§ Things to do:
a. Answer these questions using the wild ramps passage below. Keep each answer brief.
(i) To what genus do ramps belong?
(ii) In what kind of forest do ramps grow in early spring?
(iii) How large can a patch of ramps get?
b. Write the next part of the passage on foraging for wild ramps, picking up after its final sentence.
══ Source passage
Springtime in the woods brings a whole bounty of wild proteins and plants for us to enjoy! Besides morel mushrooms, one of the most popular wild edible plants is ramps, or wild leeks. Ramps are in the Allium genus and share some of the same characteristics as onions, shallots and leeks. Their versatility and refreshing flavor contributes to their popularity among foragers.
Foraging for Wild Ramps
In the early springtime, ramps grow in hardwood forests throughout the Midwest and Eastern US and Canada. They can be abundant in riparian areas and other moist, shaded environments. Ramps are one of the first springtime plants to emerge, leaves unfurling before spring greenup hits the rest of the woods. They can grow in small patches all the way up to acre-sized plots!
════
══ The data
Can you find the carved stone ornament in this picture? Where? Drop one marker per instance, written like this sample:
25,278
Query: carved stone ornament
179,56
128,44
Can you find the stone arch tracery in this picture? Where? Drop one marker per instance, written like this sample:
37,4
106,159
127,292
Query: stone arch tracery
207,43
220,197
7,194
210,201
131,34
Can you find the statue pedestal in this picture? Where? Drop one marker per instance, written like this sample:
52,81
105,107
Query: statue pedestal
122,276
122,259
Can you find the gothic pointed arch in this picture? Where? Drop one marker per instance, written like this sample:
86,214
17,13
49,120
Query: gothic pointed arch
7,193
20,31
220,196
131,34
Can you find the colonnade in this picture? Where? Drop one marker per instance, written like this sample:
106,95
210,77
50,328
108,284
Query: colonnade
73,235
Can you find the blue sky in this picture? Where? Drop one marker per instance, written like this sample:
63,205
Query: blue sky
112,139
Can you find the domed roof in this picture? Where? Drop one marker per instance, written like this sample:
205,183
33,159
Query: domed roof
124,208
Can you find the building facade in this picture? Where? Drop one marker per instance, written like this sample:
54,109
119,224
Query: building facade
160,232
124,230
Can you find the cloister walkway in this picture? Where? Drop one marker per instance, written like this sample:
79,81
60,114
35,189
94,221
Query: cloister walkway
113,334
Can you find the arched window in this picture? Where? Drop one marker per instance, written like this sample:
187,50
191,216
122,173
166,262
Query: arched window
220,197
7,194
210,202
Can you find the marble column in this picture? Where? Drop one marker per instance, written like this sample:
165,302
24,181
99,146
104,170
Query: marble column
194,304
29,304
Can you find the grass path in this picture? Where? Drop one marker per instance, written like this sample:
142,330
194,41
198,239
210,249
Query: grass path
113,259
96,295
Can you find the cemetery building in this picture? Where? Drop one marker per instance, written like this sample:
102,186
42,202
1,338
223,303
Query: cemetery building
════
§ Answers provided:
a.
(i) Allium
(ii) Hardwood forests
(iii) Up to acre-sized plots

b.
Ramps have a broad, green leaf that looks similar in shape to a bluebell leaf. The ramp species Allium tricoccum can be identified by the pinkish-red color of the stem below the leaf. Another variety, Allium tricoccum burdickii, has white or green stems and narrower leaves. A. tricoccum burdickii is the “wild onion” that grows in the upper Midwest. The two species differ in taste, and A. tricoccum is definitely the preferred plant to cook with.
Both the leaves and bulbs of A. tricoccum are edible! However, many people only harvest the leaves for sustainability reasons. Besides, the leaves hold many of the same flavors as the bulbs do.
Foraging and eating seasonal wild plants is extra appealing today when you can purchase any product from anywhere in the world at any time. I think it’s good for our modern brains to harvest and consume seasonal wild plants. It is a gift to find them, and there is no guarantee they’ll be there next year.

Ethical Ramp Harvest
There is a whole lot of robust debate about the ethics of harvesting ramps. These wild leeks have gained popularity among foragers and restaurant chefs in recent years, resulting in an increase in harvest. Some national parks and other publicly owned land where taking possession of plants or animals is prohibited also deal with a rather substantial poaching issue when it comes to ramps.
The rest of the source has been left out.